Provided records:
--

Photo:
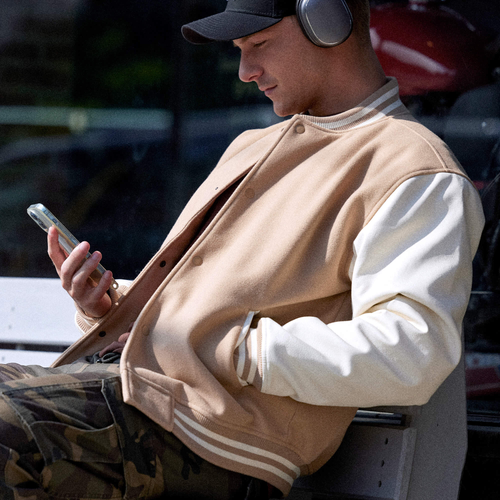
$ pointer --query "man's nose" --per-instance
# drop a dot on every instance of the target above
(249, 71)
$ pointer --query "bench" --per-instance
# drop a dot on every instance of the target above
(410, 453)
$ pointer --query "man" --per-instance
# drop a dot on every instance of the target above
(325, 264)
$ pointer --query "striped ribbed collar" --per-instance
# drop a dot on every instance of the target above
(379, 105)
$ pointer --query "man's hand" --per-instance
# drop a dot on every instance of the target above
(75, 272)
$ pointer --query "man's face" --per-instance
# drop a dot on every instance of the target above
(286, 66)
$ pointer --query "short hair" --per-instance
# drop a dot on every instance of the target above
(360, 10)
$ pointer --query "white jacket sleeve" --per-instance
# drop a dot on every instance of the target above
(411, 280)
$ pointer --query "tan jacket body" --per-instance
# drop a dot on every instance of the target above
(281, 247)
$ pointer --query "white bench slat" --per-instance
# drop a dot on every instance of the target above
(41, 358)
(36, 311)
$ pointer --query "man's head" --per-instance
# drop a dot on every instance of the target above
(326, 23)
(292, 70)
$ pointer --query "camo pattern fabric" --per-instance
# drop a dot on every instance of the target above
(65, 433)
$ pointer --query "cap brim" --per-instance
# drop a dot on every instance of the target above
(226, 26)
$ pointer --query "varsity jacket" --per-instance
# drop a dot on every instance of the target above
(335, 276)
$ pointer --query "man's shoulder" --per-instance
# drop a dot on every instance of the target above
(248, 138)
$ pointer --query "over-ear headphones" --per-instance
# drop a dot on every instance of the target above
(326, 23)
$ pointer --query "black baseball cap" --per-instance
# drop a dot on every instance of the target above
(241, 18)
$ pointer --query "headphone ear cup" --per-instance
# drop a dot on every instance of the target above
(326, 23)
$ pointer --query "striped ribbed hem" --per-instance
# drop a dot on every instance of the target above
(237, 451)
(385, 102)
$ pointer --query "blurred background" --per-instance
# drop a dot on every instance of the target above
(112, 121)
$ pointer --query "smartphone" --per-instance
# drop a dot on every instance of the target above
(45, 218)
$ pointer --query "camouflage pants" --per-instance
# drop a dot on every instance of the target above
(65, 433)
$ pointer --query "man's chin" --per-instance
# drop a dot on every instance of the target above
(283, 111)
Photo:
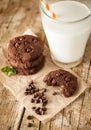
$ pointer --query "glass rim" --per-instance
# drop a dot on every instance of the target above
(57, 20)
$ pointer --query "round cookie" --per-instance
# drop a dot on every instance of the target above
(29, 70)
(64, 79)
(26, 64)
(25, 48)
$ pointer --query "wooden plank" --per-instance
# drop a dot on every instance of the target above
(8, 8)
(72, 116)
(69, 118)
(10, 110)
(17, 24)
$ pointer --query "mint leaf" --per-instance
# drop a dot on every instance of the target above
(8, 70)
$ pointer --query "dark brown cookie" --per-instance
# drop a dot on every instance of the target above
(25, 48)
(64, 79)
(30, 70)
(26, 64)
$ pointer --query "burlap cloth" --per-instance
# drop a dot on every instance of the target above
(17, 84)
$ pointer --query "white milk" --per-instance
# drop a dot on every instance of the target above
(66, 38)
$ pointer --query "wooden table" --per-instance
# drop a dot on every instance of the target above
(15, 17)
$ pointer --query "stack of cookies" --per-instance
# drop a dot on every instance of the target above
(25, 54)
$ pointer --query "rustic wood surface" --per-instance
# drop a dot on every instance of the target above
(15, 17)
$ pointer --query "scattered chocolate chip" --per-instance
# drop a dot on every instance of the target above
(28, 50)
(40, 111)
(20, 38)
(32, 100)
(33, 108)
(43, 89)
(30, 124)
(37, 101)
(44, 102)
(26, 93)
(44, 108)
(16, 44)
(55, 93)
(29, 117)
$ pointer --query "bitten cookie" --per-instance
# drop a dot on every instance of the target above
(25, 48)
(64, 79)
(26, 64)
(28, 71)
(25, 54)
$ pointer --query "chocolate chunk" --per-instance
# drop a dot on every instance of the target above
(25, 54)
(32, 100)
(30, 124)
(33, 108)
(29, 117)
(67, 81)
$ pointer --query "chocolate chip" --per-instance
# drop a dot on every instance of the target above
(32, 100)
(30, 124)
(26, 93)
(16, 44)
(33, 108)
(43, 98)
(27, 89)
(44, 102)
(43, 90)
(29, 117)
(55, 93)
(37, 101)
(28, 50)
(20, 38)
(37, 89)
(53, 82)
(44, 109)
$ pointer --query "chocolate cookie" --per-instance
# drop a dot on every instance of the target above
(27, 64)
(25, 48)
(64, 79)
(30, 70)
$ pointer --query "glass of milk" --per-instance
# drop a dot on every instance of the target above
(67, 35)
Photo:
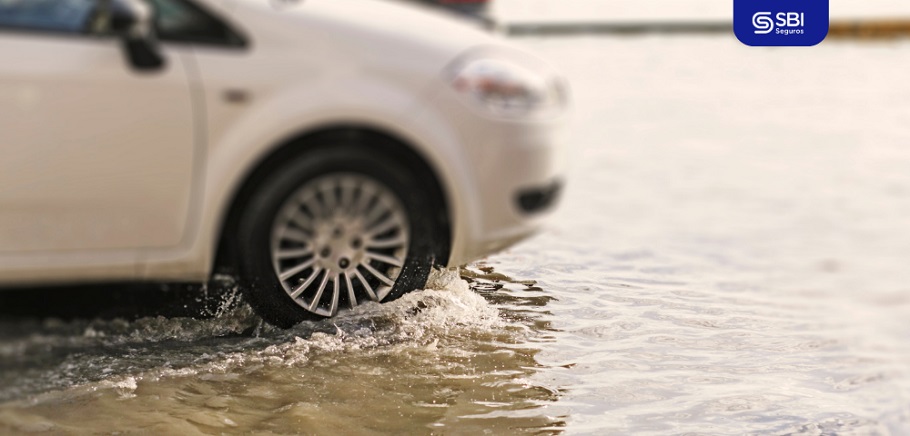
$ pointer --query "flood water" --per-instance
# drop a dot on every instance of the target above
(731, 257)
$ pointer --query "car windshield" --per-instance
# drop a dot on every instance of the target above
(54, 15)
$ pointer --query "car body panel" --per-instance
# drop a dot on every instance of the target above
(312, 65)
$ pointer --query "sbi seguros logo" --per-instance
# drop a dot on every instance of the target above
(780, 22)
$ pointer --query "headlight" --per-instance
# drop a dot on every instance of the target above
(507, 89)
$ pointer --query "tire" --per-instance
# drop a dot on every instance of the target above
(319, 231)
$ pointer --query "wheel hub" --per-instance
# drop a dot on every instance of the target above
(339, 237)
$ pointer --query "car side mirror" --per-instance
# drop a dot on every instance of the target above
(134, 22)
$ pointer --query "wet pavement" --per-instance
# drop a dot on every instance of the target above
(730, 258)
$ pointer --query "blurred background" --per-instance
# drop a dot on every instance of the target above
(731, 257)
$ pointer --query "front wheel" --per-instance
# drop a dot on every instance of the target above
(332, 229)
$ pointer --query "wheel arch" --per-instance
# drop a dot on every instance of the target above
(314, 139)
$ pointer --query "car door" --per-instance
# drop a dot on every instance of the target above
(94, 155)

--

Brief:
Copy every entry exactly, leaving out the pictures.

Exercise solution:
Photo:
$ pointer --query "man's nose" --per-instance
# drop a dot on every instance of the target above
(249, 71)
$ pointer --query "bench" --per-instance
# drop a dot on every instance of the target above
(410, 453)
$ pointer --query "man" --per-instance
# drop a dot on every instance of the target above
(325, 264)
$ pointer --query "striped ribbed collar" --per-instance
# drop a dot on every instance of the target above
(379, 105)
$ pointer --query "man's hand" --per-instance
# drop a dot on every instance of the target above
(75, 272)
$ pointer --query "man's face" --per-instance
# drop a dot on every instance of the target above
(286, 66)
$ pointer --query "short hair" --per-instance
# drop a dot on every instance of the target above
(360, 10)
$ pointer --query "white jacket sleeve" --per-instance
# drop a dot on every instance of the target above
(411, 280)
$ pointer --query "tan jacket body" --per-instance
# drop a dot on every instance of the target above
(281, 247)
$ pointer --query "white bench slat" --per-instance
# drop a dot on every instance of the target above
(41, 358)
(36, 311)
$ pointer --query "man's head" --per-instance
# drop a dot on every instance of the target above
(326, 23)
(292, 70)
$ pointer --query "camo pattern fabric" --per-instance
# drop a dot on every instance of the target above
(65, 433)
$ pointer --query "cap brim" --per-instance
# drop a dot on every instance of the target above
(226, 26)
$ pointer --query "varsity jacket" --per-instance
# drop a dot on every instance of the target above
(335, 276)
$ pointer --query "man's shoulder" --per-instance
# drop a dot on every instance of the target above
(248, 138)
$ pointer --query "over-ear headphones" --per-instance
# drop a dot on every instance of the target above
(326, 23)
$ pointer --query "black baseball cap" --per-instance
# drop a dot on every instance of the target above
(241, 18)
$ pointer --query "headphone ear cup" --per-instance
# drop a dot on every instance of the target above
(326, 23)
$ pointer --query "striped ribbed hem" --per-instance
# drop a dot on every instance of the target above
(237, 451)
(385, 102)
$ pointer --query "blurred background" --per-instance
# drop a dot on every instance of the target above
(112, 121)
$ pointer --query "smartphone" --per-instance
# drop a dot on every instance of the target above
(45, 218)
$ pointer --query "camouflage pants" --per-instance
# drop a dot on every instance of the target above
(65, 433)
$ pointer --query "man's chin" --per-instance
# drop a dot on every instance of the target above
(283, 111)
Photo:
$ pointer --query "glass rim" --per-instance
# drop a dot on every instance of the target above
(57, 20)
$ pointer --query "round cookie" --per-instance
# drop a dot on every instance of the target above
(29, 70)
(64, 79)
(26, 64)
(25, 48)
$ pointer --query "wooden plank" --per-instance
# drop a dot on every instance of the target above
(8, 8)
(72, 116)
(69, 118)
(10, 110)
(17, 24)
$ pointer --query "mint leaf" --per-instance
# drop a dot on every instance of the target above
(8, 70)
$ pointer --query "dark brown cookie" --per-instance
# drop a dot on every instance of the target above
(25, 48)
(64, 79)
(30, 70)
(26, 64)
$ pointer --query "burlap cloth" --per-instance
# drop a dot on every instance of the target above
(17, 84)
$ pointer --query "white milk" --per-instance
# drop a dot on every instance of the target above
(66, 38)
$ pointer --query "wooden table" --per-instance
# drop a dot on every instance of the target above
(15, 17)
$ pointer --query "stack of cookies" --per-instance
# drop a dot on every instance of the target above
(25, 54)
$ pointer --query "rustic wood surface" --per-instance
# drop a dot on every instance of the target above
(15, 17)
$ pointer --query "scattered chocolate chip" --per-instance
# drop a dot on every instance of the target above
(28, 50)
(40, 111)
(20, 38)
(32, 100)
(33, 108)
(43, 89)
(30, 124)
(37, 101)
(44, 102)
(26, 93)
(44, 108)
(16, 44)
(55, 93)
(29, 117)
$ pointer --query "bitten cookie" --per-instance
# drop a dot on every instance of the target above
(25, 48)
(64, 79)
(26, 64)
(28, 71)
(25, 54)
$ pointer --query "chocolate chunk" --per-instance
# drop a dot on every instance of the target above
(25, 54)
(32, 100)
(30, 124)
(33, 108)
(29, 117)
(67, 81)
$ pointer --query "chocolate chip" --per-instance
# drop a dot on every instance of the target above
(32, 100)
(30, 124)
(26, 93)
(16, 44)
(33, 108)
(43, 98)
(27, 89)
(44, 102)
(43, 90)
(29, 117)
(55, 93)
(37, 101)
(28, 50)
(20, 38)
(37, 89)
(53, 82)
(44, 109)
$ pointer --query "chocolate cookie" --per-instance
# drop a dot on every instance of the target above
(27, 64)
(25, 48)
(64, 79)
(30, 70)
$ pointer --query "glass of milk" --per-instance
# drop a dot on every instance of the target above
(67, 35)
Photo:
$ pointer --query "flood water" --per-instance
# drop a dot on every instance of the target above
(731, 257)
$ pointer --query "car windshield" --per-instance
# drop a dot on every instance of the target above
(54, 15)
$ pointer --query "car body panel" --per-instance
# drop a dot on every instance of the target above
(312, 65)
$ pointer --query "sbi seguros logo" --per-instance
# drop a dot on every instance of the target above
(780, 22)
$ pointer --query "headlight" --per-instance
# drop a dot on every instance of the target above
(507, 89)
$ pointer --query "tire" --per-instance
# drop a dot on every instance of the target above
(319, 231)
$ pointer --query "wheel hub" --per-instance
# drop a dot on every instance of the target above
(339, 237)
$ pointer --query "car side mirror" --per-instance
# drop a dot on every instance of the target above
(134, 22)
$ pointer --query "wet pavement" --per-instance
# drop a dot on every instance of the target above
(730, 258)
$ pointer --query "blurred background" --per-instance
# drop a dot on every instance of the target above
(731, 257)
$ pointer --query "front wheel" --per-instance
# drop a dot on every instance of the target above
(332, 229)
$ pointer --query "wheel arch" --per-instance
# drop a dot on every instance of the target above
(314, 139)
$ pointer --query "car door" --per-instance
# drop a dot on every instance of the target above
(94, 155)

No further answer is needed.